**ÜBUNGSTEXT**.
********************
Janssen: Für ganz ausschlaggebend halte ich die Fähigkeit hinzuhören. Denn Menschen, denen ich zuhöre, fühlen sich zugehörig. Ich schaffe damit Verbundenheit und Mitarbeiter fühlen sich angenommen und beteiligt. Und Menschen, die sich beteiligt fühlen, entwickeln ganz andere Energien. Nichts hemmt die Menschen mehr als Konzepte, die ihnen vor die Nase gesetzt werden. Das macht ihnen Angst. Oder Funktionsbezeichnungen von denen sie noch nie etwas gehört haben.
Ich erlebe immer wieder Führungskräfte, die zu viel wollen, die ganz plötzlich die Welt retten wollen. In meinen Seminaren rate ich keine Ergebnisse zu definieren, sondern für eine Entwicklung zu sorgen. Das bedeutet den Druck herauszunehmen und die eigene Begrenztheit anzunehmen. Ich kann nur immer mein Bestes geben. Werte sind wertlos, wenn sie nicht gelebt werden. Eigentlich ist es ganz einfach. Es gibt gute Gewohnheiten, die ich mir als Führungskraft aneignen kann. Die führen zur Stärkung der Mitarbeiter und Verbundenheit mit dem Unternehmen.
********************
**AUFGABE 1**.
Schreibe aus dem Text über Führung und Zuhören alles von „Janssen: Für ganz“ bis hinunter zu „etwas gehört haben.“ ab und benenne dabei „Mitarbeiter“ in „Beschäftigte“ um.
**AUFGABE 2**.
Setze den Text über Führung und Zuhören im Anschluss an seinen letzten Satz fort.
********************
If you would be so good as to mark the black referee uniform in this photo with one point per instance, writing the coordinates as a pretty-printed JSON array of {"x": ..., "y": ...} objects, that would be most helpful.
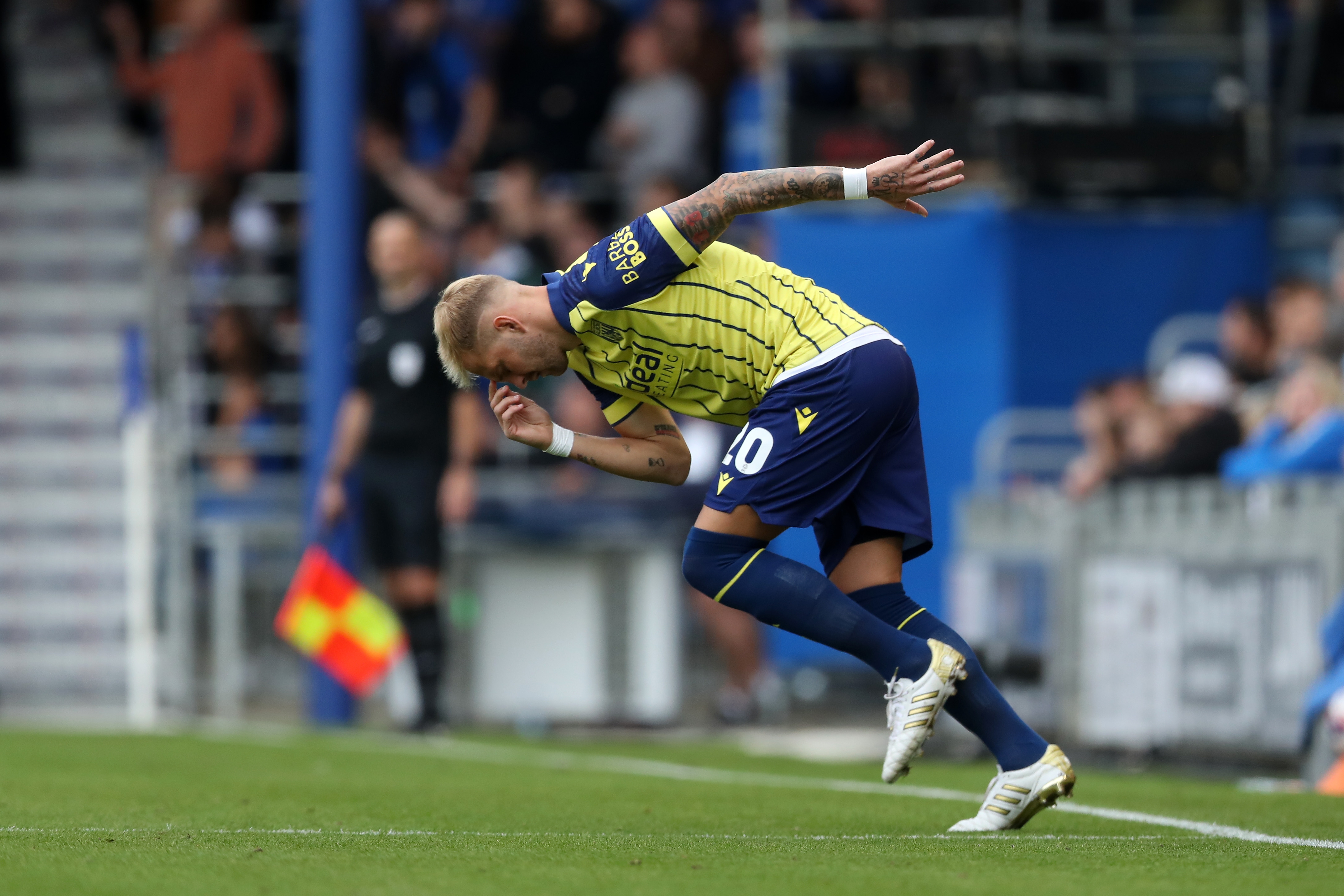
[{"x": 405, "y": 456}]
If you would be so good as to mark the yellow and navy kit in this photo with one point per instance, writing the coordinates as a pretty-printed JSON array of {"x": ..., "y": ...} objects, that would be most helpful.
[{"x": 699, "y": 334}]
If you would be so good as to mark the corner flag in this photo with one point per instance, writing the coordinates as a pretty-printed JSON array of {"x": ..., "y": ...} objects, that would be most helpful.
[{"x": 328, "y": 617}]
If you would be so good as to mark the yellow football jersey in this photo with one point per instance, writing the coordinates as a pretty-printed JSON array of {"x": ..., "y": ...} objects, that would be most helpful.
********************
**LÖSUNG 1**.
Janssen: Für ganz ausschlaggebend halte ich die Fähigkeit hinzuhören. Denn Menschen, denen ich zuhöre, fühlen sich zugehörig. Ich schaffe damit Verbundenheit und Beschäftigte fühlen sich angenommen und beteiligt. Und Menschen, die sich beteiligt fühlen, entwickeln ganz andere Energien. Nichts hemmt die Menschen mehr als Konzepte, die ihnen vor die Nase gesetzt werden. Das macht ihnen Angst. Oder Funktionsbezeichnungen von denen sie noch nie etwas gehört haben.

**LÖSUNG 2**.
Schlechte Gewohnheiten schwächen Menschen und Teams entzweien. Die Frage lautet doch, welche Verhaltensweisen führen zur Stärkung? Jeden Tag kann ich aufschreiben, welche Chance ich heute nutzen werde? Kann ich Kritik, die mir entgegengebracht wird, annehmen? Mein Buch mag für einige unangenehme Gefühle auslösen, weil es keine Entschuldigung zulässt, etwas nicht zu tun. Im Sinne von, es liegt an mir und kein Budget und keine Struktur hängen von einer Veränderung ab.
Janssen: Ich glaube, dass es immer wichtig ist, die Größe der Schritte für sich zu bemessen. Sich zu überwinden muss zu einer Gewohnheit werden. Sich überwinden, heißt, Kritik anzunehmen und gewillt zu sein, kleine Verhaltensweisen zu kippen. Innere Bilder helfen ganz klar dabei, mehr zu wagen. Ich kann mich an etwas in meiner Kindheit erinnern, dass Mut erforderte und Überwindung kostete. Bei mir war es der Sprung vom Zehnmeterbrett. Immer, wenn ich mich überwinden möchte, suche ich Kontakt zu diesem Bild. Als Führungskraft muss ich mich ständig überwinden. Doch auch wenn etwas neu ist, sollte ich es wagen. Die meisten werden so immer mutiger.
Der Autor: Bodo Janssen erbte 2006 die norddeutsche Hotelkette Upstalsboom, nachdem sin Vater bei einem Flugzeugabsturz starb. Führung bedeutete für ihn damals, sich an Zahlen zu orientieren. Nach einer Mitarbeiterbefragung 2010 erhielt er deprimierende Bewertungen. Janssen zog sich daraufhin regelmäßig in ein benediktisches Kloster zurück. Auf Grundlage der Lebensregeln des Heiligen Benedikt aus dem 6. Jahrhundert entwickelte er eine eigene Unternehmenskultur. Das Unternehmen beschäftigt 850 Mitarbeiter.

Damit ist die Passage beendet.